-- start of TEXT SHOWN --
| ← Previous race | Next race → |

Race details
- Date: 13 January 1957
- Official name: V Gran Premio de la Republica Argentina
- Location: Autódromo Municipal Ciudad de Buenos Aires, Buenos Aires
- Course: Permanent racing facility
- Course length: 3.912 km (2.431 miles)
- Distance: 100 laps, 391.2 km (243.1 miles)

Pole position
- Driver: Stirling Moss; / Maserati
- Time: 1:42.6

Fastest lap
- Driver: Stirling Moss / Maserati
- Time: 1:44.7

Podium
- First: Juan Manuel Fangio; / Maserati
- Second: Jean Behra; / Maserati
- Third: Carlos Menditeguy; / Maserati

= 1957 Argentine Grand Prix =

The 1957 Argentine Grand Prix was a Formula One motor race held on 13 January 1957 at the Buenos Aires circuit. It was race 1 of 8 in the 1957 World Championship of Drivers.

== Race report ==
Juan Manuel Fangio had left Ferrari for Maserati to attempt to win a fifth world championship with the help of their much modified 250Fs. Even without him, Ferrari had one of the strongest driver lineups in history, with Mike Hawthorn moving from BRM to join Peter Collins, Luigi Musso and Eugenio Castellotti.

Since the British teams were not present, Stirling Moss — who had signed for Vanwall — was part of the Maserati line-up with Jean Behra as third driver.

Fangio and Behra raced away into the distance as the rest of the field floundered. Moss's throttle linkage broke on the startline and he lost 10 laps having it fixed. The Ferraris were all suffering terribly with clutch problems, as both Collins and Musso burnt theirs out, while Hawthorn's was slipping badly.

Both Collins and Wolfgang von Trips took over Cesare Perdisa's Ferrari in an attempt to stop the Maseratis, but were powerless to stop them taking the first four places. Moss rejoined and set fastest lap on his way to 8th place.
-- end of TEXT SHOWN --
-- start of RECORDS SUPPLIED --
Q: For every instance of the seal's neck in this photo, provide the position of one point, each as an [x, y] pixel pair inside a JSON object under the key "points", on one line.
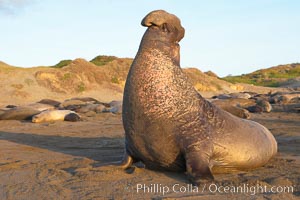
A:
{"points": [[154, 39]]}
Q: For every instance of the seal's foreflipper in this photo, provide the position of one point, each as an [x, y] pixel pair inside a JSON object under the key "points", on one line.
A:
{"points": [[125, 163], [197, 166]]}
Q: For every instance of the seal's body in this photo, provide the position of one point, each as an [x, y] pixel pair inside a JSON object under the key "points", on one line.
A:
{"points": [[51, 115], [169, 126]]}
-- end of RECORDS SUPPLIED --
-- start of RECORDS SUPPLIED --
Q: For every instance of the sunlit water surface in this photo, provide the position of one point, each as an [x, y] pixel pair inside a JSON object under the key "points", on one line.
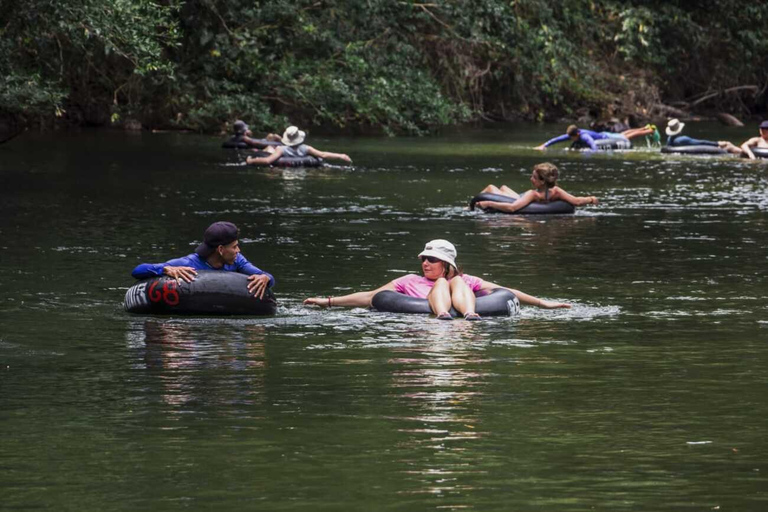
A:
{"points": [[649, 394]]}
-- end of RECORDS SUPPLIED --
YOUR TASKS.
A. Please turn the paragraph of the Grand Prix text that begins "Fangio and Behra raced away" into a short list that keeps its main facts.
B. List every line of the records that contains the word "pixel", copying each line in full.

SOLUTION LIST.
A.
- Fangio and Behra pulled far ahead while the rest of the field struggled.
- Moss's throttle linkage broke on the startline, and fixing it cost him 10 laps.
- All the Ferraris had severe clutch trouble: Collins and Musso burnt theirs out, and Hawthorn's was slipping badly.

B.
Q: For every instance of the seal's neck in this photo, provide the position of one point, each as an [x, y] pixel pair inside a JSON object under the key "points", on one line.
Q: For every instance of the seal's foreflipper in this photo, provide the position of one point, each as an [x, y] pixel pair inside a JSON object under the key "points", on one line.
Q: For every instance of the seal's body in this photo, provide the position of one point, each as an [x, y] pixel pair inside a JSON object under the key "points", on one line.
Q: For every instance of the sunlit water surface in this photo, provide the position of one point, each as an [x, y] pixel pair inside a JSON object under the key "points", on one line.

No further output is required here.